* [Records from a dataset]
= = = = =

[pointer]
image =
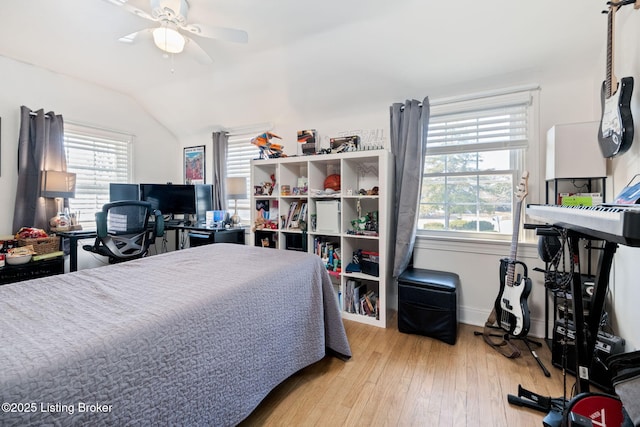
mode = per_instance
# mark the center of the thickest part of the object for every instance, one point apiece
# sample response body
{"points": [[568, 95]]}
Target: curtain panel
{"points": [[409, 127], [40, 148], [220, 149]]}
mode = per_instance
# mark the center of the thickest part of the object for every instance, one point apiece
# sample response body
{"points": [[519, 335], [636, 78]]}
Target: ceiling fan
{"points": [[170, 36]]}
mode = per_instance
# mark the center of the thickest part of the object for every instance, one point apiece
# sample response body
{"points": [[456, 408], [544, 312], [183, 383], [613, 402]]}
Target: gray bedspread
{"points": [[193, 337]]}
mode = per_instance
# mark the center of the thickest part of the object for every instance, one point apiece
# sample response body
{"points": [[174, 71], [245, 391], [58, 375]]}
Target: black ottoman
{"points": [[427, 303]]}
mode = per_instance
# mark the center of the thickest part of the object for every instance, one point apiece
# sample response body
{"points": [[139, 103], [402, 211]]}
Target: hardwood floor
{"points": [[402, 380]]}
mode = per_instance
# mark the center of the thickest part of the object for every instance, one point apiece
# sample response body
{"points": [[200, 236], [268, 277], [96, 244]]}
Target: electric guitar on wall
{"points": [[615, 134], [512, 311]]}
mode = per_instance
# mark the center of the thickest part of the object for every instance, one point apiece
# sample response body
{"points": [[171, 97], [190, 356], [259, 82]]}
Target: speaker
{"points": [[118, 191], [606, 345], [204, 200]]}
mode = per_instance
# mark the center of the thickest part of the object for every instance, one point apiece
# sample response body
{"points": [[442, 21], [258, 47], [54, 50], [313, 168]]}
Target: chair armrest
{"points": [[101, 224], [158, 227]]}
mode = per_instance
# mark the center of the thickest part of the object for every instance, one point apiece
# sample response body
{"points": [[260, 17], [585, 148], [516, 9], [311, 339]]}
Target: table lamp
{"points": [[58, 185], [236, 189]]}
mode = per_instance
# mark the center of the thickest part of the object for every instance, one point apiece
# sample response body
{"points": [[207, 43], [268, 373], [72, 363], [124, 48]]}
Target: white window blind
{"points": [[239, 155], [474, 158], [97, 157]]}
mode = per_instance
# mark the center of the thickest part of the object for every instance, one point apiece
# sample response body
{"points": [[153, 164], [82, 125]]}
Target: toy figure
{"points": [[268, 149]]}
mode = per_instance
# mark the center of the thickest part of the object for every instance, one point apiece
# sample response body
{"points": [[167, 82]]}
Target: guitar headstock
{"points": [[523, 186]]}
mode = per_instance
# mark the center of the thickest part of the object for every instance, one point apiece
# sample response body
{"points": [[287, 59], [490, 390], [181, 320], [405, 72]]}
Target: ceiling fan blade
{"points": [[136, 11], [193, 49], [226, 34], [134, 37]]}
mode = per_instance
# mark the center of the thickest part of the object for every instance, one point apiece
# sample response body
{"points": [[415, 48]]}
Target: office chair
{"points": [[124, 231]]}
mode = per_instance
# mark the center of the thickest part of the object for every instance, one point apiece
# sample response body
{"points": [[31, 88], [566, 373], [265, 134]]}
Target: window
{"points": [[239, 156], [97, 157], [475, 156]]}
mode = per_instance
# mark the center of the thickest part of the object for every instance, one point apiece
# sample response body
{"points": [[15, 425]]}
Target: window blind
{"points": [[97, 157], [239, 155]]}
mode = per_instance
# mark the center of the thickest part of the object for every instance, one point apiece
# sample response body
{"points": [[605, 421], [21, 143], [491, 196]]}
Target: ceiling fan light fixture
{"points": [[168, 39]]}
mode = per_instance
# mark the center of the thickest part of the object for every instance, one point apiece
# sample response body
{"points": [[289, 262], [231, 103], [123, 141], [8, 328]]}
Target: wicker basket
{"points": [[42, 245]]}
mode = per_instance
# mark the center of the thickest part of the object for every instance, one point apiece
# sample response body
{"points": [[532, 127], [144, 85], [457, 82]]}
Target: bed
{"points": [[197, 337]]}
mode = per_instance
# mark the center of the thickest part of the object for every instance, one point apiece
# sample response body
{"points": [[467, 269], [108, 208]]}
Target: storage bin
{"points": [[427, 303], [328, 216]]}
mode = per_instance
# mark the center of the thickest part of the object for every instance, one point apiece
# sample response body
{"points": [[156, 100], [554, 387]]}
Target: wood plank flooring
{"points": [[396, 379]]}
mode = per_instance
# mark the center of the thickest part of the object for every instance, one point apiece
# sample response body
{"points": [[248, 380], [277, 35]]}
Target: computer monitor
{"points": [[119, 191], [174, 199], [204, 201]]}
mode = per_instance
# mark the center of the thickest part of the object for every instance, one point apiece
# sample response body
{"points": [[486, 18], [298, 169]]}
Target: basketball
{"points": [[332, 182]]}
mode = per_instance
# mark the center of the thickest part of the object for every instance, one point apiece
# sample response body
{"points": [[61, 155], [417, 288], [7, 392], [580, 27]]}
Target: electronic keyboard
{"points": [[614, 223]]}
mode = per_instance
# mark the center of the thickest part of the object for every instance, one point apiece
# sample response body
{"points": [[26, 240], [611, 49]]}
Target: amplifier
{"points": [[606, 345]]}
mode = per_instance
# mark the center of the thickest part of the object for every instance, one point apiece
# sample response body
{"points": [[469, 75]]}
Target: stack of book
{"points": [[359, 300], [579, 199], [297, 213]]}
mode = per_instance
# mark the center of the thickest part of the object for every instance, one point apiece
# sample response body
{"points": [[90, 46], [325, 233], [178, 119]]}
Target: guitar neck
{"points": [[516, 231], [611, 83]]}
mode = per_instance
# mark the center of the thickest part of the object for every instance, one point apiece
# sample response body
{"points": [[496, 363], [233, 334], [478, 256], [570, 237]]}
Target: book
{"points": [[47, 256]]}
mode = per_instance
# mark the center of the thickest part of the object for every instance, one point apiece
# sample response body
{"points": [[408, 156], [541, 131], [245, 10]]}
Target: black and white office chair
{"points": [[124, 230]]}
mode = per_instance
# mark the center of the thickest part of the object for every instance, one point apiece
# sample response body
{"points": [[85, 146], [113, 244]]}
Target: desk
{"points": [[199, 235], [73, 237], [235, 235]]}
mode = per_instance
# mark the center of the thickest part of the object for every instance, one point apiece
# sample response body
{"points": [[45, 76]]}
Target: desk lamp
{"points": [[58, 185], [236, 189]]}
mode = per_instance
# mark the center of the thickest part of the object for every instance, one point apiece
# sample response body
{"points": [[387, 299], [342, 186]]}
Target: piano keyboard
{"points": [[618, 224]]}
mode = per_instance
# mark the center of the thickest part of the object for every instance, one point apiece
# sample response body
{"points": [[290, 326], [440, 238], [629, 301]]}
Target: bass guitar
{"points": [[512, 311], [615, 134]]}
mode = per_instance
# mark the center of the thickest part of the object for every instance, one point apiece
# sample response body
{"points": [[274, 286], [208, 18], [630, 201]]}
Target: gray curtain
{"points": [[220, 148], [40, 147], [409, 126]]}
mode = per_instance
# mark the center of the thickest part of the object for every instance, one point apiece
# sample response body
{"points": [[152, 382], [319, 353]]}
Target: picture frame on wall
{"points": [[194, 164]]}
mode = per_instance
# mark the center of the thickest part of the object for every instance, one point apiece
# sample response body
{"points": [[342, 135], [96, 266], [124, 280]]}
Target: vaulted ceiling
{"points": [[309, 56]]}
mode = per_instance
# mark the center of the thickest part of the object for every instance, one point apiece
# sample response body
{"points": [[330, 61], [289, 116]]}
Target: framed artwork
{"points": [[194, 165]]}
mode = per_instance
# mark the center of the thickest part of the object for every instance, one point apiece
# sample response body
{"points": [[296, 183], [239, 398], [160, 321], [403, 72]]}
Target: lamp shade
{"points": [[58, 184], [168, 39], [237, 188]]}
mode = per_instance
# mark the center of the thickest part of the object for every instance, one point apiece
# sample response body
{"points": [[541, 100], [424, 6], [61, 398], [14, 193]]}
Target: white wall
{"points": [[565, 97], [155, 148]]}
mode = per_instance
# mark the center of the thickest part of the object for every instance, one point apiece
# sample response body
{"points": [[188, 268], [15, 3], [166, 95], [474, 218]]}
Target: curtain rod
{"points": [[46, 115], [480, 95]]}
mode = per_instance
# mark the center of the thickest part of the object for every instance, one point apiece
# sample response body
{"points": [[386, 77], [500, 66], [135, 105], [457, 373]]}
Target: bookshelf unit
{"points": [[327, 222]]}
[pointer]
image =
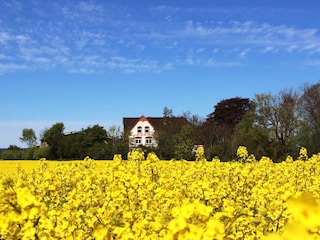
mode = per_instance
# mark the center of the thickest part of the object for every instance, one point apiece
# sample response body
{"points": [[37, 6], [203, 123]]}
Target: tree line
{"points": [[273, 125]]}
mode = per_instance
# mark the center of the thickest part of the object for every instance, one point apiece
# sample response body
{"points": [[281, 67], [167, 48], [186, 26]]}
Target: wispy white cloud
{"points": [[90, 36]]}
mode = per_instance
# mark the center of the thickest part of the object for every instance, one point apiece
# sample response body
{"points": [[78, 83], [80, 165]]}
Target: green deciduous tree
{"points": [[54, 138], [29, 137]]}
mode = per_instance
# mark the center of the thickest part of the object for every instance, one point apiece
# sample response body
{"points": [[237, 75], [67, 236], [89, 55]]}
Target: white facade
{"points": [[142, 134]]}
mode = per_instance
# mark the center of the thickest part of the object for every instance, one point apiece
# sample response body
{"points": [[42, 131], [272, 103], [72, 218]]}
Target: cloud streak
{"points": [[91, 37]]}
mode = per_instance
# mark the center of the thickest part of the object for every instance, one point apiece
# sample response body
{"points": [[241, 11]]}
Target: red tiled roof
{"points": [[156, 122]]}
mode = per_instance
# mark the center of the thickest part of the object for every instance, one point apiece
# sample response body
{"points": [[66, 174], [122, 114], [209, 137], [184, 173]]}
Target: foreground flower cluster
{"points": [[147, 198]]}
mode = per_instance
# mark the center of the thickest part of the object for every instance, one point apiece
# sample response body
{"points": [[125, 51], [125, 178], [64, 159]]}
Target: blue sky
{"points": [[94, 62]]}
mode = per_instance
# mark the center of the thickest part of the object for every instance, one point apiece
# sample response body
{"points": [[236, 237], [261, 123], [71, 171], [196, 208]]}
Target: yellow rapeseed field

= = = = =

* [Exercise]
Collect every line of the listing above that contains the string "gray", and treat uppercase and lowercase as different.

* [Result]
Target: gray bedspread
Target: gray curtain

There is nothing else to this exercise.